STATED PROBLEM: Filter the data below and copy every line that contains the word "building". Match it case-sensitively.

LISTED RECORDS:
========
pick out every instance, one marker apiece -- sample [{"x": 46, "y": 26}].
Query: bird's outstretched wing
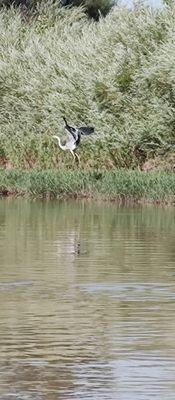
[{"x": 85, "y": 130}]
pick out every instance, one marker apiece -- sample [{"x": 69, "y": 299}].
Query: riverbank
[{"x": 118, "y": 185}]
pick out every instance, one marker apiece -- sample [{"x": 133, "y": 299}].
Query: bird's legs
[{"x": 75, "y": 156}]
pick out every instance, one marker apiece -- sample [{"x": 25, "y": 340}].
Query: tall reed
[{"x": 117, "y": 74}]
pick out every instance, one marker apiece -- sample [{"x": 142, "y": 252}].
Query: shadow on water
[{"x": 87, "y": 294}]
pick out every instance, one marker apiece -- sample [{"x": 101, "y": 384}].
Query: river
[{"x": 87, "y": 301}]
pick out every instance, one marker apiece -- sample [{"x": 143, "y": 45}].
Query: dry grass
[{"x": 118, "y": 75}]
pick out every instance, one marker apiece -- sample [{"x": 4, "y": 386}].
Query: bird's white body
[{"x": 74, "y": 135}]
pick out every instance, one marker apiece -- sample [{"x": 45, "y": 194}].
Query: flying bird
[{"x": 74, "y": 138}]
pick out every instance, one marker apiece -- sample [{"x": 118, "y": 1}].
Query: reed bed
[
  {"x": 117, "y": 74},
  {"x": 122, "y": 186}
]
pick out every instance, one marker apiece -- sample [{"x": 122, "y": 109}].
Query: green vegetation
[
  {"x": 122, "y": 186},
  {"x": 117, "y": 74}
]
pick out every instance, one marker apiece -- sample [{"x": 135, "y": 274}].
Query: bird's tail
[
  {"x": 65, "y": 120},
  {"x": 86, "y": 130}
]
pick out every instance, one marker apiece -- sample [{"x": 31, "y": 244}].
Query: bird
[{"x": 74, "y": 138}]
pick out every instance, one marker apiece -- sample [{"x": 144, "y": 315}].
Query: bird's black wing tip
[{"x": 86, "y": 130}]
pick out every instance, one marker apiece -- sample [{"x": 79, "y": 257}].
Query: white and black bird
[{"x": 74, "y": 138}]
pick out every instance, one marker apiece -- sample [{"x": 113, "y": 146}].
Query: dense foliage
[
  {"x": 119, "y": 185},
  {"x": 93, "y": 8},
  {"x": 117, "y": 74}
]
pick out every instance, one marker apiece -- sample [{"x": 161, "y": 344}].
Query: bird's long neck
[{"x": 63, "y": 147}]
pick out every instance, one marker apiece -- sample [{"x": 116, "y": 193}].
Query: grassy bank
[
  {"x": 117, "y": 75},
  {"x": 122, "y": 186}
]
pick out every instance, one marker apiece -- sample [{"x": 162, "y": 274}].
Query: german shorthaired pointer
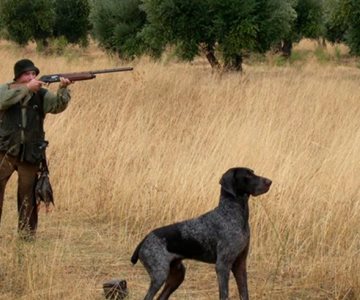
[{"x": 220, "y": 237}]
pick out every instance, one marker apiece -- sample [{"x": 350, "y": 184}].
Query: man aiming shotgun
[{"x": 24, "y": 104}]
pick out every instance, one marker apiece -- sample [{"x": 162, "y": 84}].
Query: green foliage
[
  {"x": 27, "y": 20},
  {"x": 336, "y": 19},
  {"x": 116, "y": 25},
  {"x": 235, "y": 27},
  {"x": 308, "y": 23},
  {"x": 321, "y": 55},
  {"x": 343, "y": 23},
  {"x": 72, "y": 20},
  {"x": 353, "y": 33},
  {"x": 184, "y": 24}
]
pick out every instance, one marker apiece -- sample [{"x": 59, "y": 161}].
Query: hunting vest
[{"x": 22, "y": 129}]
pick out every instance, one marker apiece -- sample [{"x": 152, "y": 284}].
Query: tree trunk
[
  {"x": 234, "y": 63},
  {"x": 210, "y": 55},
  {"x": 286, "y": 48}
]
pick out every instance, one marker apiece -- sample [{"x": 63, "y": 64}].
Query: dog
[{"x": 220, "y": 236}]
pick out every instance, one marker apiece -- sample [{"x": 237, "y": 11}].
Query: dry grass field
[{"x": 138, "y": 150}]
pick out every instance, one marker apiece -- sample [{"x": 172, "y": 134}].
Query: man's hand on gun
[{"x": 64, "y": 82}]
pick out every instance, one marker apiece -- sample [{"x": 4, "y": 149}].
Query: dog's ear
[{"x": 227, "y": 181}]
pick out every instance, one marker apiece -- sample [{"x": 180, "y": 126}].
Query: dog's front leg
[
  {"x": 223, "y": 273},
  {"x": 240, "y": 274}
]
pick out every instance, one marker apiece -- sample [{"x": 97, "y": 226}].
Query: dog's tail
[{"x": 135, "y": 256}]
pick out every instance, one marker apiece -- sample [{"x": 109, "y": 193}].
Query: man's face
[{"x": 26, "y": 77}]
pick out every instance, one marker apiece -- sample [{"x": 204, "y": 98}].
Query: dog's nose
[{"x": 267, "y": 182}]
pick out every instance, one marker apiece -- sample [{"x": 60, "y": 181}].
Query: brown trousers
[{"x": 27, "y": 210}]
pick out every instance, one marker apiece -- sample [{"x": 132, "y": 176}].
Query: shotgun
[{"x": 78, "y": 76}]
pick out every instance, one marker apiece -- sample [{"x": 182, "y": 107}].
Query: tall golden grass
[{"x": 138, "y": 150}]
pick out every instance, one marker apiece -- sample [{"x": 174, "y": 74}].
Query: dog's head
[{"x": 242, "y": 181}]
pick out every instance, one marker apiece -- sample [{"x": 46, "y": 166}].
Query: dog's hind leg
[
  {"x": 155, "y": 285},
  {"x": 240, "y": 274},
  {"x": 175, "y": 278},
  {"x": 223, "y": 274}
]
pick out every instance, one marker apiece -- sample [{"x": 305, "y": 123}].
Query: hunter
[{"x": 23, "y": 106}]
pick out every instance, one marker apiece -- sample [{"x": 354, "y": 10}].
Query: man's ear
[{"x": 227, "y": 181}]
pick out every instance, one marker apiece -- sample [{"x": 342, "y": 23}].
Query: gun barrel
[{"x": 123, "y": 69}]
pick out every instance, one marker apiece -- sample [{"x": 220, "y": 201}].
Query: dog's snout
[{"x": 267, "y": 182}]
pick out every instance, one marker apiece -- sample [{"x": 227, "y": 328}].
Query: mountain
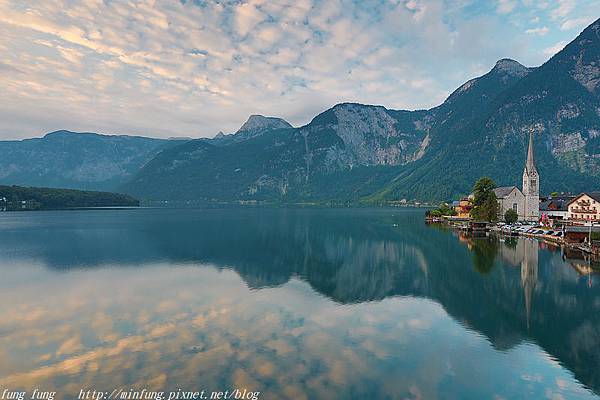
[
  {"x": 558, "y": 100},
  {"x": 363, "y": 153},
  {"x": 354, "y": 152},
  {"x": 17, "y": 198},
  {"x": 276, "y": 161},
  {"x": 76, "y": 160}
]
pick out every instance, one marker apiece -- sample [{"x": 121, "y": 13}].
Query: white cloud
[
  {"x": 537, "y": 31},
  {"x": 506, "y": 6},
  {"x": 563, "y": 8},
  {"x": 552, "y": 50},
  {"x": 576, "y": 23},
  {"x": 173, "y": 69}
]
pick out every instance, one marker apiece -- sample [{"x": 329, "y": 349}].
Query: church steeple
[
  {"x": 531, "y": 182},
  {"x": 530, "y": 165}
]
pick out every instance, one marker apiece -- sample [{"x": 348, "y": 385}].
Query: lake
[{"x": 293, "y": 303}]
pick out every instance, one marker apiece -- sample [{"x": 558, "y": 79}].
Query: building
[
  {"x": 526, "y": 202},
  {"x": 556, "y": 208},
  {"x": 463, "y": 207},
  {"x": 531, "y": 185},
  {"x": 510, "y": 197},
  {"x": 585, "y": 208}
]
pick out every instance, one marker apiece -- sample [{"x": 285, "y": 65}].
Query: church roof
[{"x": 504, "y": 191}]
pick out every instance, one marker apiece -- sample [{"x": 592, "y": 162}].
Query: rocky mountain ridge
[{"x": 363, "y": 153}]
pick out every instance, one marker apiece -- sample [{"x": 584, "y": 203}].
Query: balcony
[{"x": 577, "y": 210}]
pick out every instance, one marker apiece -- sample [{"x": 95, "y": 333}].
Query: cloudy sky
[{"x": 193, "y": 68}]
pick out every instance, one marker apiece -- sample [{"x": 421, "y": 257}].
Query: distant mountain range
[{"x": 355, "y": 152}]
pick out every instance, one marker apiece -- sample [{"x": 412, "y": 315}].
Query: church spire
[{"x": 530, "y": 166}]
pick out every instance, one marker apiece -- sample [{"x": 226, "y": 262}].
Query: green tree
[
  {"x": 511, "y": 216},
  {"x": 485, "y": 203}
]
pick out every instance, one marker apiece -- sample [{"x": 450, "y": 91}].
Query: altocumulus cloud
[{"x": 192, "y": 68}]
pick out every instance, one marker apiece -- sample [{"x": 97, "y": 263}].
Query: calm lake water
[{"x": 300, "y": 304}]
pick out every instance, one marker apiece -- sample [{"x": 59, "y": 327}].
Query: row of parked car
[{"x": 520, "y": 229}]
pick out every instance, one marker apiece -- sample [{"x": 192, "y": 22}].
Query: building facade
[
  {"x": 585, "y": 208},
  {"x": 556, "y": 207},
  {"x": 531, "y": 185},
  {"x": 526, "y": 202},
  {"x": 510, "y": 197}
]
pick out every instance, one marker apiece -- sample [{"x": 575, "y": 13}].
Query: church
[{"x": 525, "y": 202}]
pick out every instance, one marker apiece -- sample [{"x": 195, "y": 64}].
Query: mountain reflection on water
[{"x": 514, "y": 291}]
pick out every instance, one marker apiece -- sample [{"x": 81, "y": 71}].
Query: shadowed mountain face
[
  {"x": 355, "y": 152},
  {"x": 512, "y": 292},
  {"x": 76, "y": 160}
]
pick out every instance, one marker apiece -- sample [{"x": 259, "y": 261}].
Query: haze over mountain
[
  {"x": 64, "y": 159},
  {"x": 355, "y": 152},
  {"x": 365, "y": 153}
]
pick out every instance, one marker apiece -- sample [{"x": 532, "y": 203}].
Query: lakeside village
[{"x": 571, "y": 220}]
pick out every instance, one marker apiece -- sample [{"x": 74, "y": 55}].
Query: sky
[{"x": 194, "y": 68}]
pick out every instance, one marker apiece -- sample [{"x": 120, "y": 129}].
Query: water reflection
[{"x": 155, "y": 311}]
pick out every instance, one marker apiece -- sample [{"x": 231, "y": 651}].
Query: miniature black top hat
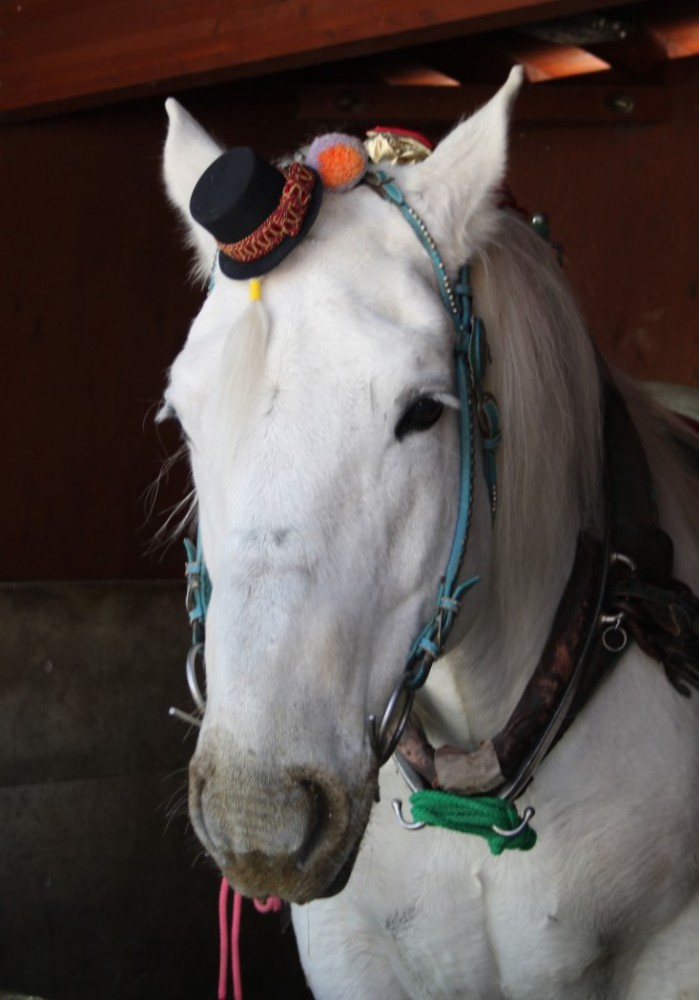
========
EXERCISE RESPONSE:
Query: building
Query: building facade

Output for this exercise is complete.